**Brief**.
Please show each line in the rows below that contains the word "repeat".

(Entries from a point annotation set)
━━━━━━━━━━

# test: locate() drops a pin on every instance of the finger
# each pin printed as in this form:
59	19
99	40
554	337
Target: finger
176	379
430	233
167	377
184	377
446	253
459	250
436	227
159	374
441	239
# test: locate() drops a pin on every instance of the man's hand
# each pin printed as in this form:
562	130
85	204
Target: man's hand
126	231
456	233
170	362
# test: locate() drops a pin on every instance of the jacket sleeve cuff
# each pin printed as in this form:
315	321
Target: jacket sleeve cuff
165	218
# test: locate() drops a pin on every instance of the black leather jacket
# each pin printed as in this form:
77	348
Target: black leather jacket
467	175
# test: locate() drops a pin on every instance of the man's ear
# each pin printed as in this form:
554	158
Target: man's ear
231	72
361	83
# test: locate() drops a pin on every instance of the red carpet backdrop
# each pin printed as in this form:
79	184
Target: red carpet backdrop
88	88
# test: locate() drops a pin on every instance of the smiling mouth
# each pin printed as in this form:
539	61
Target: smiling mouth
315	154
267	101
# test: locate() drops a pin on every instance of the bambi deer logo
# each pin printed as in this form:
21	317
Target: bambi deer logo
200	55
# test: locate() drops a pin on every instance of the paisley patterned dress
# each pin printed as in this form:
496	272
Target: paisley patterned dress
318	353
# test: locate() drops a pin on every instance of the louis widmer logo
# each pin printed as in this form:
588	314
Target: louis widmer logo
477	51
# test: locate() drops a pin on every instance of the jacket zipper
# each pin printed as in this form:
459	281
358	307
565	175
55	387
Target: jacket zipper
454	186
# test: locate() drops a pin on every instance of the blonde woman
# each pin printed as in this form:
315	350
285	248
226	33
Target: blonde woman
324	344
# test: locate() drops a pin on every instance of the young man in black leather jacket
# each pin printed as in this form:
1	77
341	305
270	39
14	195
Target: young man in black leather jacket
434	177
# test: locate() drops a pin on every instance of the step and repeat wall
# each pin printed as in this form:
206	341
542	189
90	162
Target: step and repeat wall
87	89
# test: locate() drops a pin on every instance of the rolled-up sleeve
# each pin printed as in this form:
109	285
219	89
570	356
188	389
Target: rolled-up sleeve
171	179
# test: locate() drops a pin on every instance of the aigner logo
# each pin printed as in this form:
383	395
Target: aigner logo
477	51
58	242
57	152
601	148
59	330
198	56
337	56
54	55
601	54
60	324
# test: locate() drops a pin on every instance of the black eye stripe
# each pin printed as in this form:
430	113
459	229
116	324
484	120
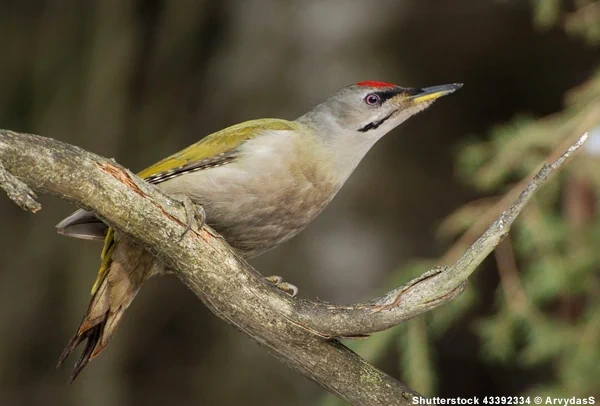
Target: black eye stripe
387	94
375	124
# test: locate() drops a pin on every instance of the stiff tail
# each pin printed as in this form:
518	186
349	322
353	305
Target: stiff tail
125	267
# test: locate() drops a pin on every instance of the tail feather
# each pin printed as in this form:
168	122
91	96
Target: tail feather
124	269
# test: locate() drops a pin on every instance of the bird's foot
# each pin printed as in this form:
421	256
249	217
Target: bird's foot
194	213
279	283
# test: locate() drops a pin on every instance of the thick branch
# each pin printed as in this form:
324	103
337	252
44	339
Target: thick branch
294	330
226	284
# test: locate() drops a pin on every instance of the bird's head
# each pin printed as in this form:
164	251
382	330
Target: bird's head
374	108
350	121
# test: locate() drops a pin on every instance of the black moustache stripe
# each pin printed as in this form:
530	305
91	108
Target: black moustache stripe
373	125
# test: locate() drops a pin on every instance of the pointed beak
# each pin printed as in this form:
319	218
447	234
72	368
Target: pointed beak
433	92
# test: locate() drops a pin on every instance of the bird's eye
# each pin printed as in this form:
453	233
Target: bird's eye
372	99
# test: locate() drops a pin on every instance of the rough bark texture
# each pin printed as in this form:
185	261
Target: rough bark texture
301	333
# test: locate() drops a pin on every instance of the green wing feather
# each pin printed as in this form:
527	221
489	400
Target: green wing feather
205	150
221	142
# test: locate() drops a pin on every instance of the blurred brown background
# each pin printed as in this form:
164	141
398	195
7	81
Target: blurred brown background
138	80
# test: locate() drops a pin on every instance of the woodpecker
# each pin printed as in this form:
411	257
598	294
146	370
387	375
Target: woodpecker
259	183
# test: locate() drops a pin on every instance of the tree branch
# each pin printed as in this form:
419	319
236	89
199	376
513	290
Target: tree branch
299	332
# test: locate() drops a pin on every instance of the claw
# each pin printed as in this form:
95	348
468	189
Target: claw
278	282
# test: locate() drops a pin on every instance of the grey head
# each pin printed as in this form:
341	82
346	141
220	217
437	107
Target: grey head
354	118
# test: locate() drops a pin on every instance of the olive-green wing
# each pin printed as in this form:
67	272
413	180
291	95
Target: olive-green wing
213	150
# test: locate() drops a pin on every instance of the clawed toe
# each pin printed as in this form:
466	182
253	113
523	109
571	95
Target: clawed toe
278	282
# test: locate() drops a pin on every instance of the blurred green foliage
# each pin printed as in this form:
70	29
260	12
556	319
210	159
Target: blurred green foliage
546	314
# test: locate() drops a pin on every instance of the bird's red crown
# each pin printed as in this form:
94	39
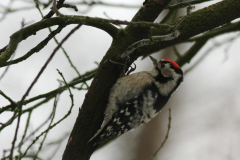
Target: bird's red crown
173	63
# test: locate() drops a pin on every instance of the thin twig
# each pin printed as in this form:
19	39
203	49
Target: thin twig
32	84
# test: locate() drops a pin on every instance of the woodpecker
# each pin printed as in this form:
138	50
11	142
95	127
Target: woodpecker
137	98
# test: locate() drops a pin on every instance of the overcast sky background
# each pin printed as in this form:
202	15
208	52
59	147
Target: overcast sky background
205	109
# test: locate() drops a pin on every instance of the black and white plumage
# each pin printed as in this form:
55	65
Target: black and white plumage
136	99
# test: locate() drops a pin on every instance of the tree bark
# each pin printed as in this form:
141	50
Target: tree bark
91	113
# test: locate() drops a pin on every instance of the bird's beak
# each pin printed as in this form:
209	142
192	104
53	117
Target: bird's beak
153	59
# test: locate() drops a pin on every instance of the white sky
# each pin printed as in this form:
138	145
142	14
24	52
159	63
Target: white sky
205	122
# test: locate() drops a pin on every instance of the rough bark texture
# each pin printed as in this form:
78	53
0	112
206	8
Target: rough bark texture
91	113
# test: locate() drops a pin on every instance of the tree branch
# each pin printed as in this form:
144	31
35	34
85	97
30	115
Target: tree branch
91	113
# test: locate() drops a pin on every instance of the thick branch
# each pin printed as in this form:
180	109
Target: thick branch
197	22
91	113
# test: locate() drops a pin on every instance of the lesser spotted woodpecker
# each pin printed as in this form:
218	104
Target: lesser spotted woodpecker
136	99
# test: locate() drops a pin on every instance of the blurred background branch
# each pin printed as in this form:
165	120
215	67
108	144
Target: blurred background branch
196	31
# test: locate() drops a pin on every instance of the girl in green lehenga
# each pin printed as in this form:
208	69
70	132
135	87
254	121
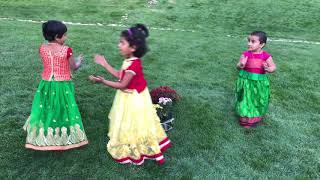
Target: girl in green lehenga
252	87
55	121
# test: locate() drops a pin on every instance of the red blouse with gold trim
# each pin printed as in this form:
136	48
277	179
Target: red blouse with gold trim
55	62
133	65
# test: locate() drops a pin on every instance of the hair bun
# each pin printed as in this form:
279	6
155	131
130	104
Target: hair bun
143	29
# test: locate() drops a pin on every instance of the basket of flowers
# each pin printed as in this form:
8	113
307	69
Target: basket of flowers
164	98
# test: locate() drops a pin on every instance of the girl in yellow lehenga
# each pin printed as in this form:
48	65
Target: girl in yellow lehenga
135	131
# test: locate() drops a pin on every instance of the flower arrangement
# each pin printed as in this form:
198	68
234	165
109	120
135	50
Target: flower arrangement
163	99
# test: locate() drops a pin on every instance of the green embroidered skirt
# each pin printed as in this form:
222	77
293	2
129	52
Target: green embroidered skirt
55	121
252	94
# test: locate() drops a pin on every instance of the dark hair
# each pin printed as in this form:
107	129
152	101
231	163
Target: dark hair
52	29
262	36
136	36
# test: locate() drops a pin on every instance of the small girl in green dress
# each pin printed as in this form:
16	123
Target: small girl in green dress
55	121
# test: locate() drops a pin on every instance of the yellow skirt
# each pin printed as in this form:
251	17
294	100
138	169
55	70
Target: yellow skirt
135	131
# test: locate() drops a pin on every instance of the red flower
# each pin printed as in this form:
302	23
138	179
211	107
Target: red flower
164	91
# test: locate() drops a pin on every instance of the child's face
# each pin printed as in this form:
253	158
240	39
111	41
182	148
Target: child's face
62	39
254	44
125	49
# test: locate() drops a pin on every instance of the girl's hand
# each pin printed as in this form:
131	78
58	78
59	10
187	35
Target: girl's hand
96	79
100	60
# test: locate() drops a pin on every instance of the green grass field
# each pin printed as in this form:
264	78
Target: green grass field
207	140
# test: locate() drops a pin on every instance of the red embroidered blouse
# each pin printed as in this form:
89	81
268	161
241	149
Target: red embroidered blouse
255	62
134	66
55	62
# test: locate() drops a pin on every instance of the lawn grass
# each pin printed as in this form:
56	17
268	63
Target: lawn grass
200	65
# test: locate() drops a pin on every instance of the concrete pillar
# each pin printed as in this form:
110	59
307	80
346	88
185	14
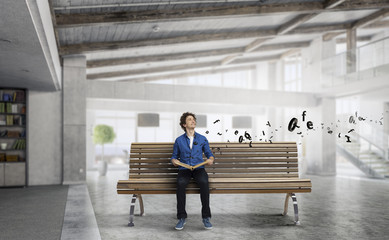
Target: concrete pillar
320	142
74	119
385	122
351	50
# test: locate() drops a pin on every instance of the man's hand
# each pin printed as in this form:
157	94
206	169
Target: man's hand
210	161
175	161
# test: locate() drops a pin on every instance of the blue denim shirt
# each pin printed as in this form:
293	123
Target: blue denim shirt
194	156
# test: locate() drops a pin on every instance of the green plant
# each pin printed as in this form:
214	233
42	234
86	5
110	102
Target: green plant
103	134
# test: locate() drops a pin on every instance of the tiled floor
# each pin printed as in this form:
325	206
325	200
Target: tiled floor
337	208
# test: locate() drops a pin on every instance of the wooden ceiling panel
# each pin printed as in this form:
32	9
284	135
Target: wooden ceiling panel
337	17
150	38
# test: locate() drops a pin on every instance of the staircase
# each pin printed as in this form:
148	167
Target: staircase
366	155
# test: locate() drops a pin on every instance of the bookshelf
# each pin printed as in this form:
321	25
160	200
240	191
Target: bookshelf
13	141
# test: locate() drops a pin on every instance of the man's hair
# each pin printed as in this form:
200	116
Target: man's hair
183	119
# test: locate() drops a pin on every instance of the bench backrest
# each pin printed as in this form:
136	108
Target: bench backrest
232	160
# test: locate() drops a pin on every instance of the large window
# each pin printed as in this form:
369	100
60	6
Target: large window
292	73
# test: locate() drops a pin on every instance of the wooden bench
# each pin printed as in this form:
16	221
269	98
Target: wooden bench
238	168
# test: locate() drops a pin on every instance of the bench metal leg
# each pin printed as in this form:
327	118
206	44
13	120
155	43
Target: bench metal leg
132	209
295	207
142	210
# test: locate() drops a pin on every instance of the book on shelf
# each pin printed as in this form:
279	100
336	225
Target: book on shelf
7	97
10	120
12	158
19	96
3	133
14	134
19	144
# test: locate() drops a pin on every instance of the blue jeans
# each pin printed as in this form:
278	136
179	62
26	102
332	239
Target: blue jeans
201	178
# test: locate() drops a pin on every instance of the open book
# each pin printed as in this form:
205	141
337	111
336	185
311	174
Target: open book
191	167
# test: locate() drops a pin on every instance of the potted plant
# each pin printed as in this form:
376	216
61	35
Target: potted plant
103	134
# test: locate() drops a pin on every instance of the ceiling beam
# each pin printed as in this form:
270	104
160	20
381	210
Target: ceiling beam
198	54
331	35
189	74
284	28
153	70
256	44
82	19
328	4
370	18
359	39
378	24
101	46
180	14
181	67
295	22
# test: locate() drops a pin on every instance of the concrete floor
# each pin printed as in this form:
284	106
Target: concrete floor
338	208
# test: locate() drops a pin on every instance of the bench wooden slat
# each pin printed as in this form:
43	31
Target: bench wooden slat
221	175
218	165
220	160
218	145
248	185
217	191
216	170
136	151
258	155
219	180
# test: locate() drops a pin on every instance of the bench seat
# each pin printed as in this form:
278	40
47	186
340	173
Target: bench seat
216	185
239	168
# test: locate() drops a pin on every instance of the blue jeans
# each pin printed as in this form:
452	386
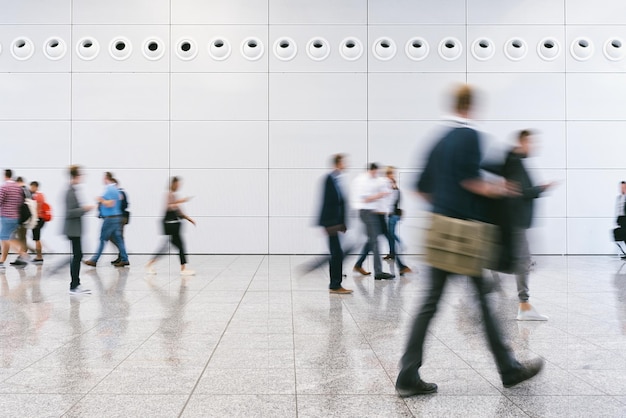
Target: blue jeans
111	230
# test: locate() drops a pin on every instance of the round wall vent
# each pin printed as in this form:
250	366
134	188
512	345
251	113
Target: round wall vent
219	48
54	48
22	48
450	49
285	49
318	49
515	49
548	49
614	49
87	48
120	48
252	48
186	49
417	49
153	49
581	49
351	49
384	49
483	49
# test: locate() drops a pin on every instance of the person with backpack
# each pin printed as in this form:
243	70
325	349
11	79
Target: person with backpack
45	215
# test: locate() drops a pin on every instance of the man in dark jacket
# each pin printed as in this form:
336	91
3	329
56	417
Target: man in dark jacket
518	216
333	219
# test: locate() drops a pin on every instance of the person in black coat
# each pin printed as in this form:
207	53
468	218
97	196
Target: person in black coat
333	218
517	218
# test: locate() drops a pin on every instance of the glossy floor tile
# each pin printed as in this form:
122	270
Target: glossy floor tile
260	336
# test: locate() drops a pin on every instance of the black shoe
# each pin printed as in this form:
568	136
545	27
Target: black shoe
419	388
528	370
384	276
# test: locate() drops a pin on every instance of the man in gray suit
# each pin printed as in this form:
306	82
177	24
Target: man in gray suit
73	228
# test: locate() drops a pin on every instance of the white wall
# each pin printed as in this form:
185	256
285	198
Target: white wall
252	137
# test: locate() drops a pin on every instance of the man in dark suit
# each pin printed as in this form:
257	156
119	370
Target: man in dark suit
333	219
72	228
518	217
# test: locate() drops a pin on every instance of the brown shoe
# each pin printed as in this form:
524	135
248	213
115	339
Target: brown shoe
405	270
361	270
341	291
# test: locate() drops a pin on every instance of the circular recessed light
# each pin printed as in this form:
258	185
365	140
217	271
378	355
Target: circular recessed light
384	49
285	49
351	49
252	48
54	48
22	48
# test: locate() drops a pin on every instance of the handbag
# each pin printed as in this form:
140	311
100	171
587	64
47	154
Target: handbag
460	246
171	222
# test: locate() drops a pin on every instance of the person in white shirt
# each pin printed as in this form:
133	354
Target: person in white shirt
370	195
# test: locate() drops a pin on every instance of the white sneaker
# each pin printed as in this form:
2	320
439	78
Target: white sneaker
79	291
530	315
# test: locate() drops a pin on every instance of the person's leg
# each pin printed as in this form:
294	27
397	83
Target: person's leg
506	362
411	361
336	261
77	255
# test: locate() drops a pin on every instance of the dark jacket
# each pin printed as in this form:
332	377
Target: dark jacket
333	210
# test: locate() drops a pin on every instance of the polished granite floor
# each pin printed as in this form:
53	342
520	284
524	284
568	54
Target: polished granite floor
258	336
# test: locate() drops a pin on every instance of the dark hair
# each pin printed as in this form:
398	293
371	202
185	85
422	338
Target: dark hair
463	98
337	159
74	171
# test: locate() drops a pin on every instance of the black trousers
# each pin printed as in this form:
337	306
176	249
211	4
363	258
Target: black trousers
77	258
412	359
336	261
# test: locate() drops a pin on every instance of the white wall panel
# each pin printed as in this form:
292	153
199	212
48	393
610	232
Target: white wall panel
240	12
106	96
602	12
314	96
590	236
532	36
296	235
135	36
22	138
219	97
224	193
121	12
410	96
512	12
301	35
433	35
295	192
318	12
520	96
592	193
409	11
206	144
34	96
605	101
227	235
403	144
311	144
234	35
38	35
124	144
596	144
35	12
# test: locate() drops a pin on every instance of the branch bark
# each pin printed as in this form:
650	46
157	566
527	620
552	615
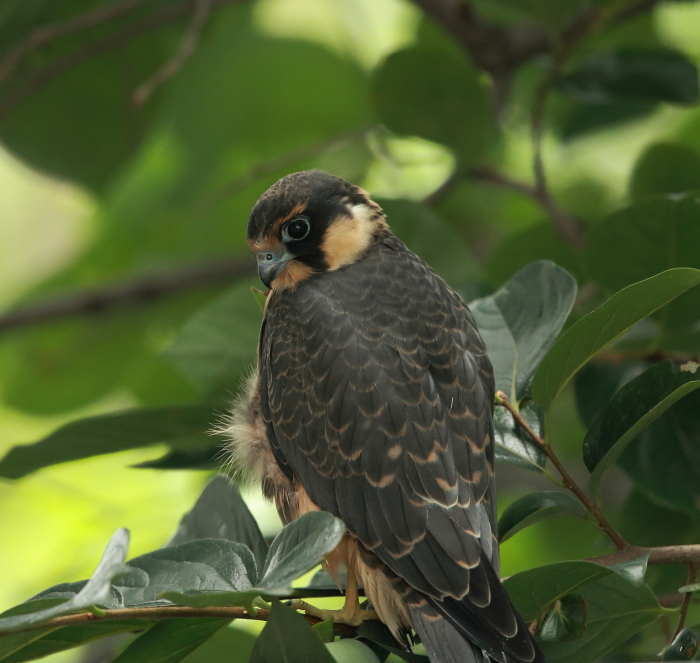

━━━━━━━━━━

**Answer to the problem**.
# test: locate() drops a pin on every instance of the step and repeat wall
Target: step and repeat wall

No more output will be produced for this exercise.